- [Texte affiché]:
----------

Editeurs, voici comment convaincre les internautes de s'inscrire sur vos sites

Editeurs, voici comment convaincre les internautes de s'inscrire sur vos sites Le JDN a interrogé les sites médias français qui expérimentent pour augmenter le nombre de leurs utilisateurs logués. Découvrez les quatre techniques qui marchent.

Disparition des cookies tiers oblige, les éditeurs dont tout ou partie des revenus proviennent de la publicité se retrouvent face à la nécessité de convaincre leur audience de se connecter. Objectif : optimiser la collecte de données utilisateurs pour mieux valoriser l'inventaire publicitaire et suivre le comportement des utilisateurs cross-device, ce qui est également pratique pour maîtriser la pression publicitaire. Au final, un utilisateur logué peut rapporter jusqu'à cinq fois plus qu'un utilisateur non connecté. Voici comment des sites comme 20 Minutes, Marmiton, Capital ou Ouest France s'y prennent pour convaincre les internautes de s'enregistrer.

Abriter une partie de son contenu derrière un register wall

Ils sont de plus en plus nombreux à déployer une stratégie de register wall, ou data wall. Le JDN est de ceux-là. L'enjeu : convaincre les internautes de se connecter pour accéder à une partie, voire à l'ensemble des contenus d'un site. En France, c'est la start-up Poool qui a fait sa spécialité d'accompagner les éditeurs, dont Capital, dans la mise en place de la pratique. La base du succès, c'est la valeur du contenu abrité derrière le wall, prévient le fondateur de Poool, Maxime Moné. "Un éditeur, dont 90% de l'audience provient des réseaux sociaux et reste rarement plus de 30 secondes par page, aura peu de chances de réussite." Il est, de ce point de vue, primordial de bien réfléchir aux contenus qui seront abrités derrière le wall. Le fondateur de Poool recommande de n'en mettre qu'une partie. "Lorsque l'on dépasse les 40% de trafic issu du wall, on observe que le taux de rebond explose", prévient-t-il. Sur  le JDN, les articles récents sont abrités derrière un wall et basculent en accès libre, passé un certain délai. Certains dossiers, comme ce sujet sur la smart city, font toutefois exception. Sa valeur ne dépérit pas avec le temps et, abrité en permanence derrière le register wall, il permet au JDN d'enrichir sa base de données avec des contacts qualifiés au fil du temps.

----------

- [Tâche courte A]: Dressez la liste des sites cités en exemple dans la phrase du texte qui commence par « Voici comment des sites comme ».
Le texte et les enregistrements n'ont aucun lien entre eux.

----------

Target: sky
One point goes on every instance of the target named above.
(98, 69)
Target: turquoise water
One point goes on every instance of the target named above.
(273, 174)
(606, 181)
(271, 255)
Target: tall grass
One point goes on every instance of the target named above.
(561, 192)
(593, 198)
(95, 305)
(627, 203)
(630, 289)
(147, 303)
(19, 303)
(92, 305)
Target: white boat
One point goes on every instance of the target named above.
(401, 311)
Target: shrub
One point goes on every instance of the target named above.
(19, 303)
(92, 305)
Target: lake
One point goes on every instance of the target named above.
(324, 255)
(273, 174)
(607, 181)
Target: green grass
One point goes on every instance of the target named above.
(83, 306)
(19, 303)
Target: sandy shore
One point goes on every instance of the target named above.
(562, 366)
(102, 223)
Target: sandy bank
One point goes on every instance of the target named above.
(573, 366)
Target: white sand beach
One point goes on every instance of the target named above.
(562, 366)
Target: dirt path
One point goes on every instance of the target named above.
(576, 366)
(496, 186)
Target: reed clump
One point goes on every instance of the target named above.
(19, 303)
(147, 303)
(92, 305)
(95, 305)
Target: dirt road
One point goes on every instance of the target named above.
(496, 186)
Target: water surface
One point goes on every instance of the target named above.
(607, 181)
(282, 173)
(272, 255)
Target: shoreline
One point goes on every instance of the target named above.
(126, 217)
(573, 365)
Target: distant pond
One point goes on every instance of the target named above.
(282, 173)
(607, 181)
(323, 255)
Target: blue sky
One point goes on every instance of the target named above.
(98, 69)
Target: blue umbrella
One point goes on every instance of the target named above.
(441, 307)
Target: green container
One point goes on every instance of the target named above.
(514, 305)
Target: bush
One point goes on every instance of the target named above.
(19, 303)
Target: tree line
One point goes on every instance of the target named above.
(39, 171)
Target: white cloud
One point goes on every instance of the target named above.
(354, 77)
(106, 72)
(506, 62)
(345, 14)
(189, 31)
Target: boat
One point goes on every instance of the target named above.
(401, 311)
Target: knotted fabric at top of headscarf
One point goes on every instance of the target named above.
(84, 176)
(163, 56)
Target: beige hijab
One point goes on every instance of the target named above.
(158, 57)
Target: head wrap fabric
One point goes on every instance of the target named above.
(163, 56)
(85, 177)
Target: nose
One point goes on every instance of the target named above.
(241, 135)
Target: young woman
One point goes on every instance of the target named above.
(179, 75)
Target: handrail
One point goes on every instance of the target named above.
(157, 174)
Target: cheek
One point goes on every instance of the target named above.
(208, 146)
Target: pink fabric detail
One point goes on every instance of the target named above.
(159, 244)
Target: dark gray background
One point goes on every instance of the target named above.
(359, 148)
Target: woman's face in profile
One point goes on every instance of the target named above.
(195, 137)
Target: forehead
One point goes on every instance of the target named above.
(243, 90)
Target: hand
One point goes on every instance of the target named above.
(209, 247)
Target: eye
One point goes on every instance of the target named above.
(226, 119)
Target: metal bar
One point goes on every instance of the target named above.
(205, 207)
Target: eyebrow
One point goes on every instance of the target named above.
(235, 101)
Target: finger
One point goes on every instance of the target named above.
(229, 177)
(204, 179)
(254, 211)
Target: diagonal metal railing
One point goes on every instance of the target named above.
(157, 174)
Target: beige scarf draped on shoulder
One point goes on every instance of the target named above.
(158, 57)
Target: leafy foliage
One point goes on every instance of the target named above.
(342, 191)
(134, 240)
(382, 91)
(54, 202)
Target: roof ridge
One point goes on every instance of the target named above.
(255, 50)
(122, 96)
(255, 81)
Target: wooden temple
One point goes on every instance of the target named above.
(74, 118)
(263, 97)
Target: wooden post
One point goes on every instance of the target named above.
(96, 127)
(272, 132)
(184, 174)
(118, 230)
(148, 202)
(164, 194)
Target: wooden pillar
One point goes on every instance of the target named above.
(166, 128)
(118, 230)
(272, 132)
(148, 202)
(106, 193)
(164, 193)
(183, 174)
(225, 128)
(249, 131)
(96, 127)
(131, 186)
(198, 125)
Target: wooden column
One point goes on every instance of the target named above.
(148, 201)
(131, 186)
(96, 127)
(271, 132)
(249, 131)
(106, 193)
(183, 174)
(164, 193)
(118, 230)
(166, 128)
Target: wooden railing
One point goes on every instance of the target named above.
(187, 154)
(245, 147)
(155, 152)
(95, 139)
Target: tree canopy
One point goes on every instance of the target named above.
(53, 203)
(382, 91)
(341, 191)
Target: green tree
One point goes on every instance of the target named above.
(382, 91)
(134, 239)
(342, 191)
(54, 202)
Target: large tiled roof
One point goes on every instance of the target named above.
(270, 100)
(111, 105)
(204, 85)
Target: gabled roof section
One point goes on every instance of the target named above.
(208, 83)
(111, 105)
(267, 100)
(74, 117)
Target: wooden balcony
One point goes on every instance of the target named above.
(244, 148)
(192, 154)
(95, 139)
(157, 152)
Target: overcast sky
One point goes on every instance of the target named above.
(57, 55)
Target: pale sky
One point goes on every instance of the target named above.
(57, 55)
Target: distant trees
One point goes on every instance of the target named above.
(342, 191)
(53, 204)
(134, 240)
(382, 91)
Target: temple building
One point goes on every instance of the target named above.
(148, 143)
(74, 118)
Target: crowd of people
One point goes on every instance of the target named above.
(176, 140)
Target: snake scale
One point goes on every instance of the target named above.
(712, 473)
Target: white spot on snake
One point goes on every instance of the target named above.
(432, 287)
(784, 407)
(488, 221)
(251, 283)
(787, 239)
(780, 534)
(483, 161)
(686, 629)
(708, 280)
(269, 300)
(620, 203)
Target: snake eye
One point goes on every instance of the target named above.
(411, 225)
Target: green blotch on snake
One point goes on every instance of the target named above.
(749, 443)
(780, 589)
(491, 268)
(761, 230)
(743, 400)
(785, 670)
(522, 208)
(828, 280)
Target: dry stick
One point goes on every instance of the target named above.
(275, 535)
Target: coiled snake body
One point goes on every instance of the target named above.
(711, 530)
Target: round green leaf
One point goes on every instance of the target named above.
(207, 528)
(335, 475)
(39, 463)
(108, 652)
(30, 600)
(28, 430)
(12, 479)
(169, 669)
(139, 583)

----------

- [Tâche courte B]: Extrayez des enregistrements chaque ligne qui contient la chaîne « woman », en tenant compte de la casse.

- [Résultat obtenu A]: 20 Minutes, Marmiton, Capital, Ouest France

- [Résultat obtenu B]:
Target: young woman
Target: woman's face in profile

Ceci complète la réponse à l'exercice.